**RETOS**
1 > Responde con la información de la página:
(a) ¿Con qué objetos se compensan los volúmenes de la taza de café en la mesa de trabajo?
(b) ¿Qué tres elementos componen la puesta en escena del discurso del rey?
(c) ¿Dónde aparecería recluido Paquirrín?
2 > Enumera todos los tipos de obras que la página incluye en la cuidadísima selección que debe quedar a tiro de cámara.
3 > Sustituye "palmera" por "maceta" y copia el fragmento de la página que empieza con las palabras "Por eso ha resultado" y termina con "pasar cualquier cosa.".
*** PÁGINA
Para conectar con el mundo exterior hay que buscar un decorado interior. Montar un set en casa, un plató. A poder ser con biblioteca al fondo, que eso queda muy lucido siempre y cuando tengas la precaución de esconder el recuerdo de comunión de tu primo Joselito y poner a tiro de cámara una cuidadísima selección de obras: clásicos variados, ensayos en inglés, novelas de un autor español reivindicado recientemente, ejemplares de pequeñas editoriales diseñados con primor, viejas enciclopedias usadas. Una vez conseguido el plano general, hay que preparar la mesa de trabajo, colocándolo todo de forma aparentemente descuidada pero en perfecto equilibrio compositivo, compensando los volúmenes de la taza de café con la goma de borrar de la Tate Gallery, el flexo Tolomeo y la agenda Moleskine. La escenografía acaba siendo una compleja maniobra autobiográfica destinada a ocultar quiénes somos para mostrar quiénes queremos ser: tipos cultos, sofisticados, políglotas, a los que han pillado en la intimidad de su hogar. Oh, sorpresa.

Por eso ha resultado tan desconcertante la puesta en escena del discurso del rey: atril, palmera, pasillo. Señor de azul sobre fondo ocre. Chimpún. Nos hubiera impresionado más ver a Paquirrín recluido en 'Cantora' con un ejemplar del 'New York Times' abierto sobre la mesa. O con cualquier periódico español. Vivimos tiempos extraños en los que puede pasar cualquier cosa.
******
*** DATOS APORTADOS
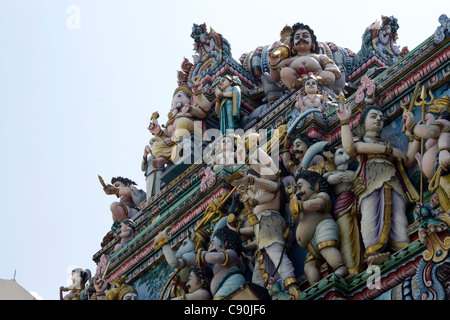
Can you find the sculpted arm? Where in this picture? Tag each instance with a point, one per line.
(344, 113)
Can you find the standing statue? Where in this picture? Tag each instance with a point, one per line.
(211, 48)
(316, 231)
(292, 162)
(228, 103)
(125, 233)
(152, 174)
(434, 163)
(311, 97)
(198, 285)
(262, 197)
(382, 186)
(79, 279)
(182, 259)
(188, 104)
(344, 213)
(290, 62)
(130, 198)
(224, 255)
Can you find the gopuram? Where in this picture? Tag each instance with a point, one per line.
(300, 171)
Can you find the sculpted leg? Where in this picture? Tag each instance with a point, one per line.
(119, 212)
(312, 271)
(334, 259)
(288, 76)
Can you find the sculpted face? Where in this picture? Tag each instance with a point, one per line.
(310, 86)
(374, 121)
(224, 84)
(227, 144)
(302, 40)
(194, 283)
(304, 190)
(180, 99)
(299, 148)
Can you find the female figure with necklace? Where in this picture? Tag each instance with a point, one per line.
(382, 187)
(290, 62)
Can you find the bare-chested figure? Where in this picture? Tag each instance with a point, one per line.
(301, 57)
(224, 255)
(316, 231)
(268, 227)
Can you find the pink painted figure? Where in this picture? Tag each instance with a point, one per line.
(188, 104)
(311, 98)
(300, 57)
(382, 186)
(125, 234)
(317, 231)
(435, 161)
(130, 197)
(198, 284)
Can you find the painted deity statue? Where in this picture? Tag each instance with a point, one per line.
(183, 258)
(290, 62)
(435, 161)
(211, 49)
(311, 97)
(79, 279)
(224, 256)
(317, 231)
(125, 233)
(226, 152)
(344, 213)
(228, 103)
(188, 104)
(292, 159)
(130, 196)
(198, 285)
(382, 186)
(152, 174)
(262, 197)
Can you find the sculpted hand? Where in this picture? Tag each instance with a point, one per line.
(408, 119)
(110, 189)
(154, 127)
(344, 112)
(397, 153)
(444, 159)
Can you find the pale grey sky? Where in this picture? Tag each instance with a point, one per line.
(76, 97)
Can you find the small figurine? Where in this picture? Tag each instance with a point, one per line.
(188, 104)
(350, 244)
(228, 103)
(198, 285)
(316, 231)
(130, 196)
(382, 186)
(183, 258)
(152, 174)
(435, 161)
(290, 62)
(224, 255)
(276, 290)
(262, 197)
(125, 233)
(311, 97)
(79, 279)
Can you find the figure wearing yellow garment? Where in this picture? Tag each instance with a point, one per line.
(435, 161)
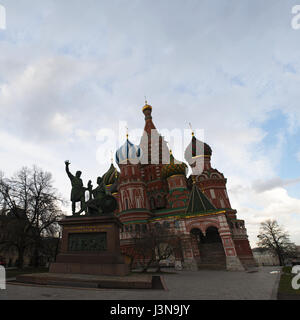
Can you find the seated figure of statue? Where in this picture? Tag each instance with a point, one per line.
(96, 197)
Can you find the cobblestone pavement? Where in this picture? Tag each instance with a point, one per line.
(185, 285)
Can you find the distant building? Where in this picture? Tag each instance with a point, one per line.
(265, 257)
(196, 207)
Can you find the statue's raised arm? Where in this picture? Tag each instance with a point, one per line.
(78, 190)
(67, 163)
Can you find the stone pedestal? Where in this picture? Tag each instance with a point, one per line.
(90, 245)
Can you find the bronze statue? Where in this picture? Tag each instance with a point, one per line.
(96, 196)
(99, 201)
(78, 190)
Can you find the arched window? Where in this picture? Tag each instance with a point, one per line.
(166, 224)
(177, 224)
(152, 203)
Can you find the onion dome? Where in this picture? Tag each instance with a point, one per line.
(129, 152)
(111, 176)
(196, 149)
(173, 168)
(147, 110)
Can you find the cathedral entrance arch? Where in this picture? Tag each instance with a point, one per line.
(208, 249)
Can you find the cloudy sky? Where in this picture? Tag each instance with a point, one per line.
(72, 72)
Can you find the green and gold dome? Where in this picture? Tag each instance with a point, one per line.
(173, 168)
(111, 176)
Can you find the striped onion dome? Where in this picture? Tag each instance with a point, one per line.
(173, 168)
(196, 149)
(128, 152)
(111, 176)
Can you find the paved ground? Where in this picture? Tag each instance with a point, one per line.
(185, 285)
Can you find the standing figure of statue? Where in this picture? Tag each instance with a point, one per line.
(78, 190)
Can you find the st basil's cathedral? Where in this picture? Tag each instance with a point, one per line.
(153, 191)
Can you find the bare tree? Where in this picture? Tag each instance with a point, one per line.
(273, 238)
(31, 200)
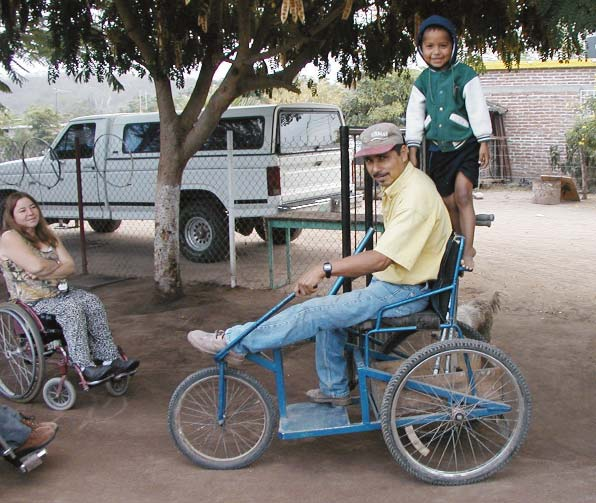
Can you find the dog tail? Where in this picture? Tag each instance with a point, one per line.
(495, 302)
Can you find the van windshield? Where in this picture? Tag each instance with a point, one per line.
(65, 149)
(249, 133)
(308, 131)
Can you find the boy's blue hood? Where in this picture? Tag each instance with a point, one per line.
(443, 23)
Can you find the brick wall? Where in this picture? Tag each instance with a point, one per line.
(542, 104)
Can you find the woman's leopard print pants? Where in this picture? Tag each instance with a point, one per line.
(85, 325)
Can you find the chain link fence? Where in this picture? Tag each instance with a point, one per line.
(260, 164)
(279, 161)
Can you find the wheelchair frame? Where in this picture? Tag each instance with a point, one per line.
(25, 463)
(36, 338)
(464, 408)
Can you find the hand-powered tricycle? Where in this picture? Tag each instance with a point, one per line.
(452, 412)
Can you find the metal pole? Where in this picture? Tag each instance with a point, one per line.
(80, 205)
(346, 244)
(231, 216)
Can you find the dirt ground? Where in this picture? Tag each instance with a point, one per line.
(540, 257)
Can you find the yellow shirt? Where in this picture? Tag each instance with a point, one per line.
(417, 227)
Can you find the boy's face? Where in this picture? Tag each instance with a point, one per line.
(386, 168)
(436, 47)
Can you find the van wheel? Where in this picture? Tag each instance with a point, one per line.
(204, 232)
(279, 235)
(104, 226)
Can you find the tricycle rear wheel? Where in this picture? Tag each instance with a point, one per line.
(455, 412)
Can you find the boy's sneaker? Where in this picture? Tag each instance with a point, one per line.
(39, 437)
(212, 343)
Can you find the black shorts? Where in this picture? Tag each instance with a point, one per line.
(443, 167)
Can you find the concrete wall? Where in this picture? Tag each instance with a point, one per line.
(542, 104)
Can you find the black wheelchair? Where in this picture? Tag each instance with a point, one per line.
(25, 463)
(28, 344)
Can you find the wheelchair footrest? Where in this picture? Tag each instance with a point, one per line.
(308, 417)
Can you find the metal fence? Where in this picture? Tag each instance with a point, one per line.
(240, 186)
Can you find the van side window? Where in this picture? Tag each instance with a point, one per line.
(65, 149)
(308, 131)
(249, 133)
(141, 138)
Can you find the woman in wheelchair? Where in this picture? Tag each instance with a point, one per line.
(36, 265)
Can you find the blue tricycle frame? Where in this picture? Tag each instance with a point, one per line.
(453, 412)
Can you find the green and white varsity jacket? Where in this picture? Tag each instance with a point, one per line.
(448, 107)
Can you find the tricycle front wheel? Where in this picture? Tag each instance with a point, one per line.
(245, 431)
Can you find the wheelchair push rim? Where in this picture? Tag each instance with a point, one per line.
(22, 362)
(245, 432)
(456, 412)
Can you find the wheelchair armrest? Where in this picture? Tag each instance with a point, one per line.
(422, 320)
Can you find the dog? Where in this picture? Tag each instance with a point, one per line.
(479, 313)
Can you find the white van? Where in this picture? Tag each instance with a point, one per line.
(285, 156)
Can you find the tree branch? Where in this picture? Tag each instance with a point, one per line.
(134, 32)
(243, 28)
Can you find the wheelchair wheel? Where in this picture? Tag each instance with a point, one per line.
(455, 412)
(57, 396)
(117, 387)
(408, 343)
(244, 434)
(22, 364)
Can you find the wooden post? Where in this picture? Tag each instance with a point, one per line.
(80, 204)
(584, 170)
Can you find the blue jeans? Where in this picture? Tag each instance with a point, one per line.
(327, 319)
(13, 431)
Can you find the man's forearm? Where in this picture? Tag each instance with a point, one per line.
(354, 266)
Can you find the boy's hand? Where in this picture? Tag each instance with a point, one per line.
(484, 155)
(412, 151)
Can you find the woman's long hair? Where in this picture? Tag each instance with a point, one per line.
(42, 232)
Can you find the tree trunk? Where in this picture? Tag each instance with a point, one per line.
(584, 170)
(166, 256)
******
**LAS RESPUESTAS**
1 >
(a) Con la goma de borrar de la Tate Gallery, el flexo Tolomeo y la agenda Moleskine.
(b) Atril, palmera y pasillo.
(c) En 'Cantora'.

2 >
- Clásicos variados
- Ensayos en inglés
- Novelas de un autor español reivindicado recientemente
- Ejemplares de pequeñas editoriales diseñados con primor
- Viejas enciclopedias usadas

3 >
Por eso ha resultado tan desconcertante la puesta en escena del discurso del rey: atril, maceta, pasillo. Señor de azul sobre fondo ocre. Chimpún. Nos hubiera impresionado más ver a Paquirrín recluido en 'Cantora' con un ejemplar del 'New York Times' abierto sobre la mesa. O con cualquier periódico español. Vivimos tiempos extraños en los que puede pasar cualquier cosa.